> [Given instruction] Copy every item below word for word, omitting the pictures.

> [Supplied records]
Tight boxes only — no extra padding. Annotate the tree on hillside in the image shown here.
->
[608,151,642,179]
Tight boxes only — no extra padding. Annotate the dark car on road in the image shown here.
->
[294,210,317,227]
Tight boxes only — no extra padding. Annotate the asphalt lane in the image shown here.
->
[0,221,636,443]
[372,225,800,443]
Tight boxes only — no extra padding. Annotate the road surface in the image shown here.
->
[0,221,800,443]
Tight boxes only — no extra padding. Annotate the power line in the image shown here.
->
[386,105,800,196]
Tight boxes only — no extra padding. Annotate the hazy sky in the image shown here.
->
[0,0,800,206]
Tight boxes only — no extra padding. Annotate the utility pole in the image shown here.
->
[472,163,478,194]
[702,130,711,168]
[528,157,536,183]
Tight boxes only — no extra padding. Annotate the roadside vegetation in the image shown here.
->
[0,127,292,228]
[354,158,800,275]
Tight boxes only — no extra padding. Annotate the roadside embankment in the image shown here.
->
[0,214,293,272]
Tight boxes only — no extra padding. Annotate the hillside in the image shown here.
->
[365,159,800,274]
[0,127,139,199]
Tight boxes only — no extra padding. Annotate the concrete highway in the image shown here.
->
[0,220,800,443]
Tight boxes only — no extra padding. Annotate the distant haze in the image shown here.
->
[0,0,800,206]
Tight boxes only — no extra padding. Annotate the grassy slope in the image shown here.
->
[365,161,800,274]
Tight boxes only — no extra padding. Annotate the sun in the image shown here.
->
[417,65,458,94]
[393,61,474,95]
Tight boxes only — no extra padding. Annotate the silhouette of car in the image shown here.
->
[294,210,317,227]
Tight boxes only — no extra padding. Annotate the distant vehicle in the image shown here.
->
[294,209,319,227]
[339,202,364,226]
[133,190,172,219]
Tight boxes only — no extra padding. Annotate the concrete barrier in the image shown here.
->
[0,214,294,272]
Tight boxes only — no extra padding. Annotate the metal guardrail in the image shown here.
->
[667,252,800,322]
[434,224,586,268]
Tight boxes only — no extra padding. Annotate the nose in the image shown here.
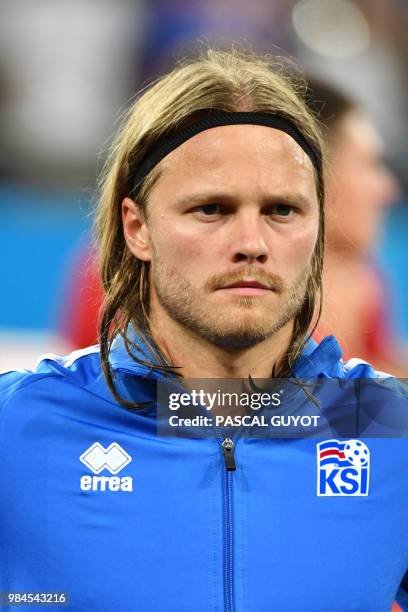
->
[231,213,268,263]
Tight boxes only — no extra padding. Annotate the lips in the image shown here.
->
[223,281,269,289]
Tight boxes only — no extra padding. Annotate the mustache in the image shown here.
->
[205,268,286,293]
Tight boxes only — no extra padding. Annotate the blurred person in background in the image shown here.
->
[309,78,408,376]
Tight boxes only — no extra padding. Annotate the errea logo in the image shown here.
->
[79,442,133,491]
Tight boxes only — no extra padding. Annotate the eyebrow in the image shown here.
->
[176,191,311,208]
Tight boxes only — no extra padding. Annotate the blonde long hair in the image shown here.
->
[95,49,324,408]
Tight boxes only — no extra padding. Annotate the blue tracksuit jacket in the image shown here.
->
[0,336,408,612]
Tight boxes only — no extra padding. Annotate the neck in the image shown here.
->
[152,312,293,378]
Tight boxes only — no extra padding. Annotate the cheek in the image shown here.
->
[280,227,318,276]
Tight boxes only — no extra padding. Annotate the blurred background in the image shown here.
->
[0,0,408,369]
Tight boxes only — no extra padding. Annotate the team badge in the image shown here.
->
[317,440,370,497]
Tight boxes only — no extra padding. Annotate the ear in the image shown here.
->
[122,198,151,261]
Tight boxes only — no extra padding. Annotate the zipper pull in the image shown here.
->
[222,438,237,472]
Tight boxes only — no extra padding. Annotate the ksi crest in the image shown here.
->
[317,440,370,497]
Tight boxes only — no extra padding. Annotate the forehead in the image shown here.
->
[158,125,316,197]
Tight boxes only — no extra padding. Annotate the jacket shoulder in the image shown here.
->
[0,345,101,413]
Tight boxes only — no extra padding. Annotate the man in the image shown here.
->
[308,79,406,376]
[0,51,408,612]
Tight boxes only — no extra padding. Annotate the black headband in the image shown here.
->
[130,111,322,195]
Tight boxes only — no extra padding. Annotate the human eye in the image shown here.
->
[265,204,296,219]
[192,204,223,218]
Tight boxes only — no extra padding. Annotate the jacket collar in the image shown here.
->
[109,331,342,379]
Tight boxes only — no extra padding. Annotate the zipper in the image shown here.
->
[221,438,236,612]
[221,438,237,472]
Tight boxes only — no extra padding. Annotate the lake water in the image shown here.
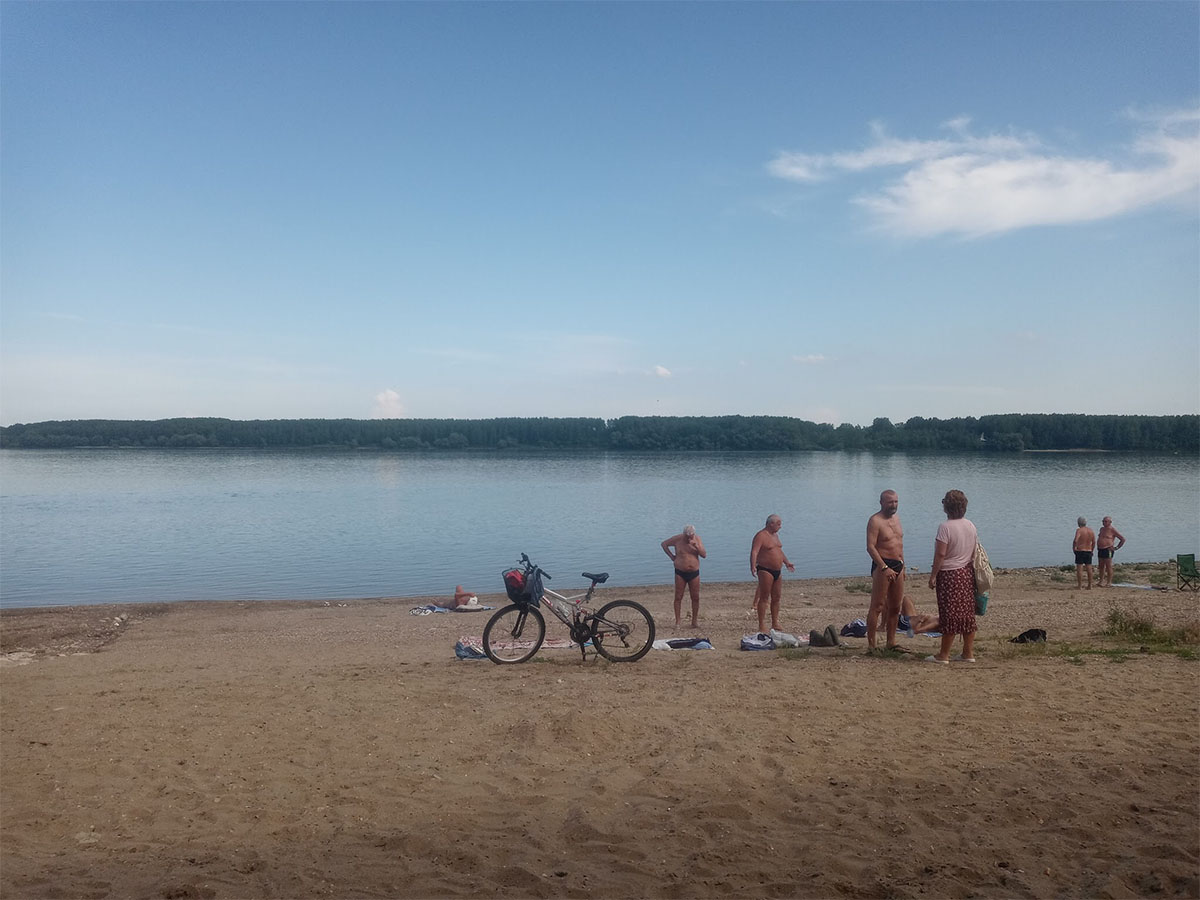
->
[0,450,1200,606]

> [Exercise answer]
Tight boxes only — no extra padding. Annotate the tree on hillside in the image shown here.
->
[608,151,642,179]
Tight boxes only — no extra padding. Annotate the dark car on road in the image shown here.
->
[294,210,317,227]
Tight boxes only — no extra padding. Annotate the asphalt lane in the image shown here.
->
[0,221,636,443]
[372,225,800,443]
Tight boxes only — no extra padding. Annotate the road surface in the image shown here.
->
[0,221,800,443]
Tight boxes only — no extra padding. Annotate the power line in the image shown here.
->
[386,105,800,196]
Tight boxes only — no extra padding. Annotate the hazy sky in the image shown here.
->
[0,0,800,206]
Tight boxes only — no extra padding. Annotate the utility pole in the image shown here.
->
[472,163,478,194]
[702,130,711,168]
[528,157,536,183]
Tight boxes only — no extra padding. Annotate the roadside vegetation in the image shown here.
->
[0,127,292,228]
[354,158,800,275]
Tight boxes only — no extra padding. Annotate the roadside embankment in the image shown here.
->
[0,214,293,272]
Tight boxes only — no extra padding. Annotate the hillside in the image shown here.
->
[365,159,800,274]
[0,127,139,199]
Tight boxes only — no extra padding. Annotate the concrete highway in the image shown here.
->
[0,220,800,443]
Tight boxes only — no extra padding. Annotate the distant haze in the image shown here.
->
[0,0,800,206]
Tight boxes only — no extra padding. Annotate the grassy slope in the image shown here.
->
[365,161,800,274]
Tight boxes only — no extra padding. Annotate the sun in the image shown here.
->
[417,65,458,94]
[393,61,474,95]
Tight boxes only — no extra padding. Annotate the silhouette of car in the image shown here.
->
[294,210,317,227]
Tight boxes only — no extra padding. Annotate the distant vehicle in the image shown here.
->
[294,209,319,227]
[339,202,364,226]
[133,190,172,219]
Tight boxes only — no extra padding. Annotate the concrete barrier in the image shown here.
->
[0,214,294,272]
Tight boxes only — no extra padding. Annotate the metal guardrail in the image shown here.
->
[667,252,800,322]
[434,224,586,268]
Tight boxes only — no extra padding. Annotate the nose in the image shown here.
->
[231,213,268,263]
Tight boxes only — no extra padding. Annotate the lips in the image shown here.
->
[223,281,269,289]
Tight boxes only — no extra padding. Annotate the mustache in the image shown here.
->
[205,268,286,293]
Tight boxes only — no extra padding. Annotate the blurred person in background in the image shown here.
->
[309,78,408,376]
Tight boxes only — no extra padding. Annotate the errea logo in the image shown here.
->
[79,442,133,491]
Tight boxes only — no extra padding. Annotate the eyebrow in the image shown here.
->
[176,191,311,208]
Tight boxes only — no extra padding. Annotate the blonde long hair in the image shown here.
->
[95,49,324,408]
Tight boxes only — no extra padding. Annotate the blue tracksuit jacket in the image shown here.
->
[0,336,408,612]
Tight boxes only — no extra padding. Annotate the neck in the image shown here.
->
[152,312,293,378]
Tight boxes only — no extra padding. Annotate the cheek in the image shown here.
->
[280,227,318,276]
Tight boxes only — no extra padding. Annotate the blurred background in the image shown here.
->
[0,0,408,369]
Tight boxes only — no extra padding. Annotate the team badge in the image shown here.
->
[317,440,370,497]
Tight boxes only — no extra padding. Annotate the ear in the image shown here.
->
[122,198,151,261]
Tight boxes only — no extra padding. Annotate the zipper pull in the image shown here.
->
[222,438,237,472]
Tight boxes only — no extra padding. Annotate the ksi crest in the image shown here.
->
[317,440,370,497]
Tight boxes only — no extra padding. Annotate the forehead in the image shown here.
->
[158,125,316,197]
Tight boxes only — no extra padding. Annotate the jacket shoulder in the image shown here.
->
[0,345,101,413]
Tight boxes only — no extra padding. Annotate the man in the image shown here.
->
[308,79,406,376]
[0,51,408,612]
Tight boxes only — no extra padding. Annotate the black headband in the image shown here.
->
[130,111,322,195]
Tight boxes only — no extra padding. Annotate the human eye in the image shown here.
->
[265,204,296,219]
[192,204,223,218]
Tight boxes only — no extra padding. Annotate the jacket collar in the image shown here.
->
[109,331,342,379]
Tight boxes only — no extra padding. Annotate the zipper in the image shown here.
->
[221,438,236,612]
[221,438,237,472]
Tight boxes only — no extra padding. Annotate the lake water in the image shown here.
->
[0,450,1200,606]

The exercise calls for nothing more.